Extracted text |
From 9ba0197e72d3803ac2ba91f908db6db3f374b5a8 Mon Sep 17 00:00:00 2001
From: Kevin Wilfong <kevinwilfong@meta.com>
Date: Thu, 21 Nov 2024 16:47:50 -0800
Subject: [PATCH] fix: Match Presto's behavior for invalid UTF-8 in url_decode
 (#11604)

Summary:
Pull Request resolved: https://github.com/facebookincubator/velox/pull/11604

Presto Java converts the URL to a Java String after decoding it in url_decode. Java replaces bytes
in an invalid UTF-8 character with 0xEF 0xBF 0xBD.

Velox decodes invalid UTF-8 characters as is, which leads to differences in results from Java and
C++.

This diff adds a check when decoding URLs for invalid UTF-8 characters and does the same
replacement as Java.

Reviewed By: xiaoxmeng

Differential Revision: D66249265

fbshipit-source-id: d6993f8c70e72368b85b4c64814a45a1359f0802
---
 velox/functions/lib/Utf8Utils.cpp             |   6 -
 velox/functions/lib/Utf8Utils.h               |   4 +
 velox/functions/prestosql/URLFunctions.h      | 158 +++++++++++++-----
 .../prestosql/tests/URLFunctionsTest.cpp      |  32 ++++
 4 files changed, 154 insertions(+), 46 deletions(-)
diff --git a/velox/functions/lib/Utf8Utils.cpp b/velox/functions/lib/Utf8Utils.cpp
index 02354db6cbc1..2b027b6f2caf 100644
--- a/velox/functions/lib/Utf8Utils.cpp
+++ b/velox/functions/lib/Utf8Utils.cpp
@@ -18,10 +18,6 @@
 #include "velox/external/utf8proc/utf8procImpl.h"
 
 namespace facebook::velox::functions {
-namespace {
-
-// Returns the length of a UTF-8 character indicated by the first byte. Returns
-// -1 for invalid UTF-8 first byte.
 int firstByteCharLength(const char* u_input) {
   auto u = (const unsigned char*)u_input;
   unsigned char u0 = u[0];
@@ -59,8 +55,6 @@ int firstByteCharLength(const char* u_input) {
   return -1;
 }
 
-} // namespace
-
 int32_t
 tryGetUtf8CharLength(const char* input, int64_t size, int32_t& codePoint) {
   VELOX_DCHECK_NOT_NULL(input);
diff --git a/velox/functions/lib/Utf8Utils.h b/velox/functions/lib/Utf8Utils.h
index eb994219ec36..3c8950ee369a 100644
--- a/velox/functions/lib/Utf8Utils.h
+++ b/velox/functions/lib/Utf8Utils.h
@@ -82,4 +82,8 @@ FOLLY_ALWAYS_INLINE int validateAndGetNextUtf8Length(
   return -1;
 }
 
+/// Returns the length of a UTF-8 character indicated by the first byte. Returns
+/// -1 for invalid UTF-8 first byte.

Objective |
Please transcribe the section of the url_decode patch above that begins with the words "Differential Revision: D66249265" and ends with "insertions(+), 46 deletions(-)".

Point labeling data from photos
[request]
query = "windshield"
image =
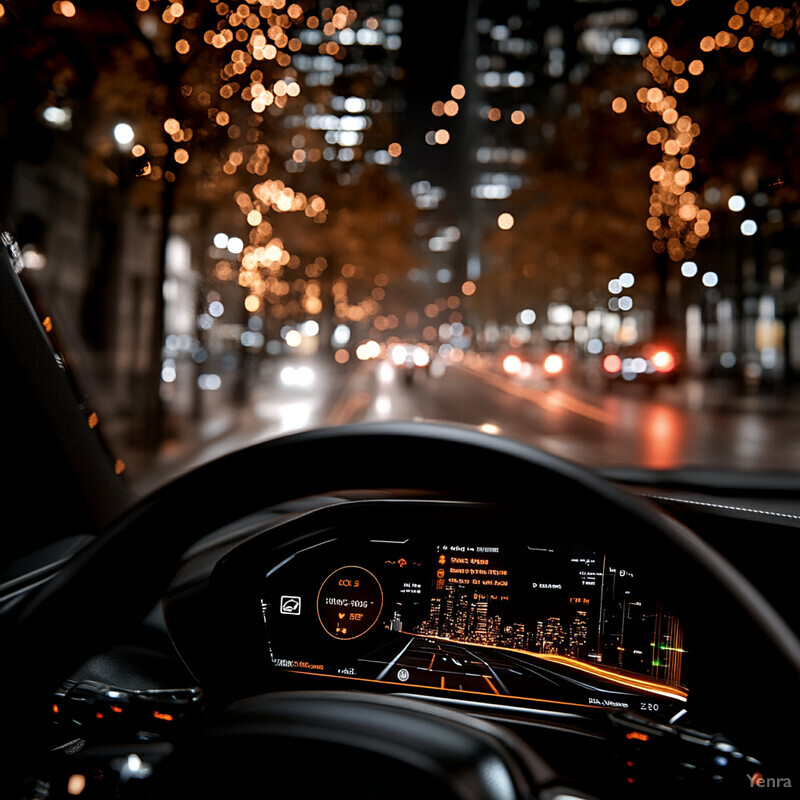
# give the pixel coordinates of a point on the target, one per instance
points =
(570, 223)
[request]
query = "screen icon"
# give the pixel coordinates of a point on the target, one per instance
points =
(290, 605)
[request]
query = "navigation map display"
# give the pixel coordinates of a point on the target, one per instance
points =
(522, 621)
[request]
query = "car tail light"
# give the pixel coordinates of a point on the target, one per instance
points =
(663, 361)
(612, 364)
(512, 364)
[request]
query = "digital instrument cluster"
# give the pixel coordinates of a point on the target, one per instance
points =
(521, 620)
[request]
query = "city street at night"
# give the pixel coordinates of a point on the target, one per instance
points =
(689, 424)
(402, 399)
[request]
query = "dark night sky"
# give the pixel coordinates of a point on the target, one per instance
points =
(430, 57)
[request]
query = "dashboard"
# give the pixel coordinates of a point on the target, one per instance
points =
(445, 599)
(470, 613)
(565, 626)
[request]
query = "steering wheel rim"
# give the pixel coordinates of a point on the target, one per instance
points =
(116, 580)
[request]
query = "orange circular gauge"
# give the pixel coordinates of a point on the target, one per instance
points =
(349, 602)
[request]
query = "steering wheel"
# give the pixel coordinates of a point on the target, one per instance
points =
(116, 580)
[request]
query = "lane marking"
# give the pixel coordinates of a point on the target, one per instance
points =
(545, 400)
(397, 658)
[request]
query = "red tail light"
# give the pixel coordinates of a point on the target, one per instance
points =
(663, 361)
(612, 363)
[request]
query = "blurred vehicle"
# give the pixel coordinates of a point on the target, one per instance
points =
(544, 365)
(411, 359)
(649, 365)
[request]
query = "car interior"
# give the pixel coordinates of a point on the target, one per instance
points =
(308, 632)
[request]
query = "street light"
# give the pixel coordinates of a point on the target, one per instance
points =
(123, 134)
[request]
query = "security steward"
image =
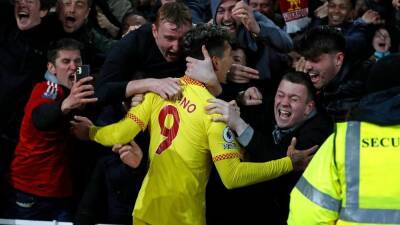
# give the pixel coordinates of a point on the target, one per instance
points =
(354, 177)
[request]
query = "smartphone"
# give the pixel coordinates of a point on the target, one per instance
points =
(82, 72)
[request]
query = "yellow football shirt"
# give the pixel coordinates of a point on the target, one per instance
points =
(184, 142)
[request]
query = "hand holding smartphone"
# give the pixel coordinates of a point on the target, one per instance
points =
(82, 71)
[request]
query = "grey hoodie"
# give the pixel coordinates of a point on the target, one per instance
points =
(270, 40)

Full answer |
Differential Revision: D66249265

fbshipit-source-id: d6993f8c70e72368b85b4c64814a45a1359f0802
---
 velox/functions/lib/Utf8Utils.cpp             |   6 -
 velox/functions/lib/Utf8Utils.h               |   4 +
 velox/functions/prestosql/URLFunctions.h      | 158 +++++++++++++-----
 .../prestosql/tests/URLFunctionsTest.cpp      |  32 ++++
 4 files changed, 154 insertions(+), 46 deletions(-)